• Aim of the task
Reproduce every one of the records below verbatim, keeping each line unchanged and in its original order.

######

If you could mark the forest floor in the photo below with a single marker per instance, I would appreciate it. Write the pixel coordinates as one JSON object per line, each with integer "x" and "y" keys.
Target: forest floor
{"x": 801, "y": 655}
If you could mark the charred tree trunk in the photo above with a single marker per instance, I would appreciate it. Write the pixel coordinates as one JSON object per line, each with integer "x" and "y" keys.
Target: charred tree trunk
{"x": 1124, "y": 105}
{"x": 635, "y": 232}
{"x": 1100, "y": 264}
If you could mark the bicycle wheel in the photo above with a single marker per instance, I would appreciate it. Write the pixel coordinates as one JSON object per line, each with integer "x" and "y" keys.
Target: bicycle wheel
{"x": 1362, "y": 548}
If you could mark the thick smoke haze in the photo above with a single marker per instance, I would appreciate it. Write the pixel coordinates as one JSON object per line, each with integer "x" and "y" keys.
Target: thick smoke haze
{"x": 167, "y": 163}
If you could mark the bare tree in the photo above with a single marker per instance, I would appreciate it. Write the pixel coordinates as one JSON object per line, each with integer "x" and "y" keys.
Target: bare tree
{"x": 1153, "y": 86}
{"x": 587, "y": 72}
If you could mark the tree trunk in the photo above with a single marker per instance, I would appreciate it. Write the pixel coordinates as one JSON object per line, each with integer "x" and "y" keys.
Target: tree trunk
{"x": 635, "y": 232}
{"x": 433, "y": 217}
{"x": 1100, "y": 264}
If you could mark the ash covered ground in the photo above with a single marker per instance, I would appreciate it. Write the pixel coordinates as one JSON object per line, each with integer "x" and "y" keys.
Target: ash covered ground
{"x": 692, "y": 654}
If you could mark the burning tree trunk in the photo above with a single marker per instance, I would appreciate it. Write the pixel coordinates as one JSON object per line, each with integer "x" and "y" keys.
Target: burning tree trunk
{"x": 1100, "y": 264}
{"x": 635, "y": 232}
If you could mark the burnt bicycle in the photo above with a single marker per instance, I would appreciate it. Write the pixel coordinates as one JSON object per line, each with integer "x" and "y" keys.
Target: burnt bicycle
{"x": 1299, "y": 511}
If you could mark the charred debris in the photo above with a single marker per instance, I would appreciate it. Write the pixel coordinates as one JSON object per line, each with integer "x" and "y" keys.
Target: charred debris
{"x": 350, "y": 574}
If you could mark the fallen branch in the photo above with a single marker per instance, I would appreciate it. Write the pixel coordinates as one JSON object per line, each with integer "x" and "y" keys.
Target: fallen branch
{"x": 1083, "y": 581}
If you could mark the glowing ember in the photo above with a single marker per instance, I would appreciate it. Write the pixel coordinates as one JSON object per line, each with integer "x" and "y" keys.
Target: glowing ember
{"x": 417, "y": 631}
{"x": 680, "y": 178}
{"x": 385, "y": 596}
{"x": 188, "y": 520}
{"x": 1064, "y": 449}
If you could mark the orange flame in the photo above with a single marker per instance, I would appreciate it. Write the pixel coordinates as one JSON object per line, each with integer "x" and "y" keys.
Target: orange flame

######

• Written solution
If you could mark the forest floor in the photo below with a single marker per instance, I would appreciate it. Write the pixel coordinates as one JSON object per line, each with integer "x" and "y" keys.
Target: forest floor
{"x": 801, "y": 655}
If you could mark the charred tree trunk in the photo above with a single marker per instance, I would appreciate it. Write the pixel coordinates as one JSON object per line, each with integer "x" and "y" keys.
Target: charred tree trunk
{"x": 1124, "y": 105}
{"x": 635, "y": 232}
{"x": 1100, "y": 264}
If you could mark the bicycle wheel in the photo above with a single marker per instance, I would appreciate it. Write the pixel coordinates as one JSON object per line, each with integer "x" and "y" keys.
Target: bicycle wheel
{"x": 1362, "y": 548}
If you could mark the thick smoke haze in the photo above with a single marker per instance, I would appreciate it. Write the pixel coordinates as one JSON object per line, each with integer "x" and "y" keys.
Target: thick smoke haze
{"x": 167, "y": 163}
If you could mark the bare tree in the photo above with a single marker per instance, I would appreciate it. Write the pixel coordinates as one JSON object per line, each with integer "x" and "y" keys.
Target: bare tree
{"x": 1153, "y": 86}
{"x": 587, "y": 72}
If you could mark the tree trunk in the photo above with a single marker per instance, I would appreciate it. Write the pixel coordinates as one JSON object per line, each with integer "x" and "y" keys.
Target: tree trunk
{"x": 635, "y": 232}
{"x": 433, "y": 217}
{"x": 1100, "y": 264}
If you could mark the ash covered ground in the photo above with a single marker per instance, I would appreciate it. Write the pixel coordinates as one JSON object per line, each with integer "x" and "y" keys.
Target: ash covered ground
{"x": 692, "y": 654}
If you could mark the burning tree trunk in the photo above with a single marker per instance, I would appreciate it. Write the pixel coordinates as one JSON object per line, each with integer "x" and "y" keys.
Target: burning tree trunk
{"x": 1100, "y": 264}
{"x": 635, "y": 232}
If you could mark the burnt bicycle in the photo above with a single marker per instance, I would appreciate it. Write the pixel coordinates as one JSON object per line, each with integer "x" and "y" keys.
Target: burnt bicycle
{"x": 1299, "y": 511}
If you could mark the charred debris in the photo above with a single marker per instance, I would appreciate it. Write the pixel coordinates as one JSON object per line, each with integer "x" and "y" keys.
Target: charred debris
{"x": 350, "y": 574}
If you could mark the fallen branch in the photo above with a single marker per instance, I would appreciate it. Write the pixel coordinates as one JSON object per line, each with integer "x" and "y" keys.
Target: fallen branch
{"x": 1083, "y": 581}
If you could mark the glowing ember in the photo above with a single marker per instance, I would appreciate it. Write the pixel coordinates as one JSON object per line, each with integer "x" and "y" keys.
Target: glowing ember
{"x": 417, "y": 631}
{"x": 680, "y": 178}
{"x": 385, "y": 596}
{"x": 188, "y": 520}
{"x": 1064, "y": 449}
If you could mark the orange flame in the photo above with a single marker per instance, I would appreciate it. Write the pixel coordinates as one JSON object per line, each with integer "x" and "y" keys.
Target: orange flame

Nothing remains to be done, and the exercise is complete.